____ Excerpted data

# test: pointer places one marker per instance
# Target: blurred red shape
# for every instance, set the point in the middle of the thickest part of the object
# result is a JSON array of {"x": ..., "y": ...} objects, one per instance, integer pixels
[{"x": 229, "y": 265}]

________

Render every line of the records above as a Markdown table with two columns, n for the row number and Line for the line itself, leaving out blank lines.

| n | Line |
|---|---|
| 1 | # test: pointer places one marker per instance |
| 2 | # Target: blurred red shape |
| 3 | # for every instance, set the point in the middle of the thickest part of the object |
| 4 | # result is a JSON array of {"x": ..., "y": ...} objects, one per instance, integer pixels |
| 5 | [{"x": 229, "y": 265}] |